Text zur Analyse:
Im Sommer 2021 erhielt ich die Unterlagen für diesen bewegenden Vorfall. Ich übergab meine Recherchen einer größeren Zeitung in der Hoffnung, dass die Geschichte dadurch Aufmerksamkeit bekommt. Leider hat die Zeitung keinen Artikel dazu veröffentlicht, so dass ich dies nun stark verzögert tue.


Ein 61-jähriger Patient mit einem starken Lungenschaden (Lungenemphyse), bei dem die Lungenbläschen unwiderruflich erweitert oder zerstört sind, ist Transplantationspatient beim deutschen Herzzentrum in Berlin. Er ist seit ungefähr 5 Jahren bei Eurotransplent gelistet und wartet auf eine neue Lunge. Seine Lungenleistung lag im Sommer 2021 bei 18% und seine Frau schätzte seinen Gesundheitszustand als sehr bedenklich ein. Die Atmung des Patienten wird ganztägig maschinell unterstützt. Am 20. Juli 2021 war er zum vierteljährigen Routinecheck. Da er sich bis zu diesem Tag nicht gegen Covid-19 hat impfen lassen, wurde ihm mitgeteilt, dass er ohne diese Impfung von der Liste genommen wird, bzw. schon genommen wurde. Es existiert ein Schriftstück dazu, in welchem das auch bestätigt ist mit dem Vermerk NT (nicht transplantierbar). Der Stempel des Schriftstücks trägt die Signatur “Deutsches Herzzentrum Berlin – Transplantationsambulanz – Prof. Dr. med Volkmar Falk.” Falk ist Direktor der Klinik für kardiovaskuläre Chirurgie an der Charitè. Die Oberärztin im Bereich Lungentransplantation beim deutschen Herzzentrum ist Dr. med. Dagmar Kemper. Sie ist handschriftlich auf dem mir vorliegenden Schriftstück ebenfalls vermerkt und wird später bei einem Telefonat von einer Mitarbeiterin des deutschen Herzzentrums erwähnt.

Aufgaben:
1) Welchen Wert hatte die Lungenleistung des Patienten im Sommer 2021 laut dem Bericht über den Lungentransplantationspatienten?
2) Führen Sie den Bericht über den Lungentransplantationspatienten im Anschluss an seinen letzten Satz weiter.

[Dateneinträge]
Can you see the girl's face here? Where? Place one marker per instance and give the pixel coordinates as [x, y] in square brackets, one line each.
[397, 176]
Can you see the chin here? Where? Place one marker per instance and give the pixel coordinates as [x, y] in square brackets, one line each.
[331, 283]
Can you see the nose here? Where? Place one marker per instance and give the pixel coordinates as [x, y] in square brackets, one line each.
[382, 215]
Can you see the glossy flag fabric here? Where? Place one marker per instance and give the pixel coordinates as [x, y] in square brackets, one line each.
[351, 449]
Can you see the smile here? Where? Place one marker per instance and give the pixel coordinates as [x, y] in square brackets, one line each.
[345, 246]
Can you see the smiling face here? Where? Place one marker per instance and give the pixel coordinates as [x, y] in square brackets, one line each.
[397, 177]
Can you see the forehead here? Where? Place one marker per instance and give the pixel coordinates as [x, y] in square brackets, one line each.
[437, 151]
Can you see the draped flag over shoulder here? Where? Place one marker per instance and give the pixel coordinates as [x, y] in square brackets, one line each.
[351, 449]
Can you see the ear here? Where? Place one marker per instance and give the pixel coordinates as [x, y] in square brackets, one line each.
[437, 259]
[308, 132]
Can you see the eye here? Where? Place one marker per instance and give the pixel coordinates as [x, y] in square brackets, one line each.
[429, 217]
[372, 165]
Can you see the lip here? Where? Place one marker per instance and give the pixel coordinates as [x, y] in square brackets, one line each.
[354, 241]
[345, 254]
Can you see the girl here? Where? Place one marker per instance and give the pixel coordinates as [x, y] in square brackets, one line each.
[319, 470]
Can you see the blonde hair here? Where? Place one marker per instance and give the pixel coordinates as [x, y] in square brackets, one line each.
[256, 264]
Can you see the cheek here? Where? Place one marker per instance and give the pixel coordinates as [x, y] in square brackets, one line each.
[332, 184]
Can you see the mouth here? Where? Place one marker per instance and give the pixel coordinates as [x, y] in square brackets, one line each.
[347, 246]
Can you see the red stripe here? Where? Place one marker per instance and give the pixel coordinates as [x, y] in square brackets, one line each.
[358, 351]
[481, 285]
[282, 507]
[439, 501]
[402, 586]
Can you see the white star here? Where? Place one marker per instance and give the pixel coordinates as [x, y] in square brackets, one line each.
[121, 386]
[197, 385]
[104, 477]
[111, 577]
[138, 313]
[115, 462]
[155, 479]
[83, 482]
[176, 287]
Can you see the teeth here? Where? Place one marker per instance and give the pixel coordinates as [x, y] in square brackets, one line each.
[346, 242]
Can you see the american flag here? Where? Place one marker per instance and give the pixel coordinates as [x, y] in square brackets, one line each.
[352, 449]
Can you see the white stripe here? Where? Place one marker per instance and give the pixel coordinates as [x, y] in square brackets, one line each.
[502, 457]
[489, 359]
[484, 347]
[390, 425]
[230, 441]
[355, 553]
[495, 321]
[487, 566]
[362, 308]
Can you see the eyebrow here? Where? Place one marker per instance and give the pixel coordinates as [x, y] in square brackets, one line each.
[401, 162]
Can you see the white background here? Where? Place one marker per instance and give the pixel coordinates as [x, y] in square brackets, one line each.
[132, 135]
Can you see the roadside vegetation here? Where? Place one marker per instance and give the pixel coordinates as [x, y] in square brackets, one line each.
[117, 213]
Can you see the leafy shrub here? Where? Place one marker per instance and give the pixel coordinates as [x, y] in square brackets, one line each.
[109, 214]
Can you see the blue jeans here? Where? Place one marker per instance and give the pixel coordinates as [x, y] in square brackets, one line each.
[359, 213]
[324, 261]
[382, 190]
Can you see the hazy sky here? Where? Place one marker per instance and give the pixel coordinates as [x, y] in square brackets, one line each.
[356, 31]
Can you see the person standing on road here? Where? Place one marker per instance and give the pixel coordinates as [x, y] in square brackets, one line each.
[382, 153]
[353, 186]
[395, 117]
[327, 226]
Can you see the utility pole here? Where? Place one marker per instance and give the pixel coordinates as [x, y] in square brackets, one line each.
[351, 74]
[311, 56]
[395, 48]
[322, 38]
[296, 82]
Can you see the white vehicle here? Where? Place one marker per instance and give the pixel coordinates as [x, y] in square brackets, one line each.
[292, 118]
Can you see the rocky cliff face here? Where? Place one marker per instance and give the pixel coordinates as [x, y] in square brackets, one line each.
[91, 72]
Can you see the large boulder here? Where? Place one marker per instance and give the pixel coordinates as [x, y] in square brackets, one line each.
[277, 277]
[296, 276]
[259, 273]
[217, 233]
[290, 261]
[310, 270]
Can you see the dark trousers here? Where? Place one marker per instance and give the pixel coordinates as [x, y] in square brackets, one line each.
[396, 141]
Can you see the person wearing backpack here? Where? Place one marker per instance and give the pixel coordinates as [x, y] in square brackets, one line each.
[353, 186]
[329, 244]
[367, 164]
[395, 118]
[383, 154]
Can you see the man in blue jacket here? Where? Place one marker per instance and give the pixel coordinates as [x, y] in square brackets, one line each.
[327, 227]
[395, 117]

Ergebnisse:
1) Sie lag bei 18 %.

2)
Am 23. Juli 2021 rief die Frau des Patienten bei der Thoraxambulanz in Berlin an, um die Verwehrung auf einen Transplationsplatz kritisch zu hinterfragen. In diesem Telefonat, welches mir im Original vorliegt, wird der Frau mehrmals bestätigt, dass ihr Mann nur mit Covid-19 Impfung auf die Transplantationsliste kommt. Begründet wird dieses Vorgehen mit der Aussage, dass der “Patient eine Covid-Infektion mit großer Wahrscheinlichkeit nicht überleben würde.” Die Frau erwidert, dass sie die Impfung als ähnlich riskant einschätzt. Die Mitarbeiterin des DHZB antwortet ihr darauf, dass es vom Transplantationszentrum ein klares Statement gibt. Dieses besagt, dass “Patienten nur transplantiert werden, wenn sie Covid geimpft sind.” Die Frau spricht die starken Vorerkrankungen ihres Mannes an und bezweifelt in dem Zusammenhang die Verhältnismäßigkeit der Impfung. Die Mitarbeiterin antwortet, dass das der Chef der Klinik, Dr. Volkmar Fank, in Zusammenarbeit mit Dr. Kemper festgelegt hat. Der Frau wird empfohlen eine Mail an den Chef der Klinik zu schreiben, um ihr Anliegen dar zu legen.

Auf Presseanfrage vom 29.10.2021 antwortet das DHZB, dass der Impfstatus keinen Einfluss auf den Listenplatz eines Patienten hat, der auf eine Transplantation wartet. Weiter heißt es:

“Eine „hausinterne Politik“ gibt es nicht. Die Entscheidung über die Listung einer Patientin bzw. eines Patienten zur Lungentransplantation trifft entsprechend gesetzlicher Vorgaben ein fünfköpfiges, fachübergreifend besetztes Gremium. Dessen Mitglieder müssen dabei eine Vielzahl unterschiedlicher Parameter berücksichtigen, basierend auf medizinischen Leitlinien und/oder Empfehlungen. Dazu gehören auch die Empfehlungen der Ständigen Impfkommission hinsichtlich des Impfstatus der Patient*innen.”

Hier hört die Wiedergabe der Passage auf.